こんにちは。黒田です。
本日は。
お久しぶりとなります、
今年始まったペコラ銀座の新企画。
「みんなそれぞれ My Story」
第三弾でございます。
では、さっそく
参りましょう〜♪
・・・
お洋服も人生も十人十色
~みんなそれぞれMy Story~
人は皆それぞれの生き方があり、
十人いれば十通りの、美しい色を持つ。
私たちの日常は、
十人十色の想いが、
地球上のあちらこちらで重なり合って出来ている。
十人十色こそが美しく、
それはそれは尊く、
この世の何にもかえがたい、
宇宙の宝物。
十人十色いらっしゃるお客様に、
十人十色、それぞれお洋服をお仕立てすること。
それが、私たちペコラ銀座の日々です。
そんなペコラ銀座の日常の一風景を、
一人のお客様を通してご紹介いたします
本企画。
今回ご協力くださったのは、Tさん(50代男性、公務員)
2018年にPRIMAPROVA(現在このラインは承っておりません)のキャンペーン時に 初めてご来店頂きました、Tさん。
彼のMy Storyとは
・・・
「フィーリングが合うかどうか」

_データ部分_.

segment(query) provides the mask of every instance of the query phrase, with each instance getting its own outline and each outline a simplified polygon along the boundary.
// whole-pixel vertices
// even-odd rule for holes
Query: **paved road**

_取り組む課題_. ペコラ銀座の企画を紹介するテキストによると、Tさんが初めて来店したのはいつですか。

_回答文_. 2018年、PRIMAPROVAのキャンペーンの時です。